Source passage:
[TowerTalk] Station Ground

K8RI on Tower Talk k8ri-tower at charter.net
Sat Jan 15 18:46:37 EST 2005


> On Sat, 15 Jan 2005 03:16:11 -0500, Pete Smith wrote:
>
>>I had fairly
>>severe AC hum on the audio, apparently the result of a few millivolts
>>potential difference between chassis.  I finally cured it by 
>>experimentally
>>connecting the chassis of the computer and radios directly to one another
>>with heavy copper (not through the bus bar).
>
> You were experiencing a "pin 1 problem," probably in both the computer and 
> the
> radio. Nearly all computer sound cards are built with pin 1 problems, and 
> so
> are nearly all ham rigs. The correct connection of a cable shield is to 
> the
> CHASSIS of the equipment on either end, NOT to the printed circuit board

But what do you do with equipment like the Icom 756 Pro that uses the mike 
shield as a neutral return to the PC board?

I had an intermittent AC pickup.  You know the kind that is always there, 
you make a change and it goes away... only to return the next time you use 
the rig.

Grounding the shield worked well, as did just reaching up and touching any 
bare metal on the rig or amp.  The hum would be gone.  Other times it wasn't 
there at all.

This is an old house and who knows where all the wiring goes, but I'd bet 
dollars to donuts there is a floating neutral *somewhere* on a circuit in 
the house.  I can say with a pretty strong certainty it isn't on either 
circuit in this room.

What you will do: Carry on the mailing-list post about station grounding and AC hum from the point at which it stops. The lines that follow are independent material and bear no relation to the mailing-list post above.

Data provided:
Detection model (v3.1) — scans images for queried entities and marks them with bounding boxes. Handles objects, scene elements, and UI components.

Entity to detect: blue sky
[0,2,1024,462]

Result below:
Unfortunately instead of seperate cirucits for the outlets and lights in 
each room they daisy chained them to save on circuit breakers.  The kind 
where the lights in the living room are on the same circuit as the outlets 
in the garage.  The outlets in the living room are on the same circuit as 
the lights in the back bedrooms which are on the same circuit as the 
bathroom.

I've installed a 200 amp box, consumers has run in a new underground feed, 
I've added a second box with a transfer switch fed by a 9500 watt generator 
(for furnace, pump room lights, Microwave,  refrigerator, freezer, *sump 
pump*, ham station, and yes... the TV in the living  room along with enough 
lights upstairs to find our way around.

Quite possibly as I eliminate circuits and break them into smaller sub units 
I will find the culprit. (I hope)
I did at the time, try turning off breaker by breaker and I don't remember 
any positive results.
I spent hours rerouting cables to find the signal quiet, but the hum was 
back the next time, or the time after that.
The only thing that was sure fire as still continues to work is the 
grounding of the mike shield, but that eliminates about half of the mike 
functions.


(often
> called "audio ground" or "control ground" on the mic connectors and the 
> rear
> panel jacks. One sure sign of a pin 1 problem is an RCA or 1/8" jack that 
> is
> insulated from the chassis. The easy cure is to remove the shield from 
> that

The socket is grounded to the chassis.

Roger Halstead (K8RI, EN73 & ARRL Life Member)
N833R, World's Oldest Debonair (S# CD-2)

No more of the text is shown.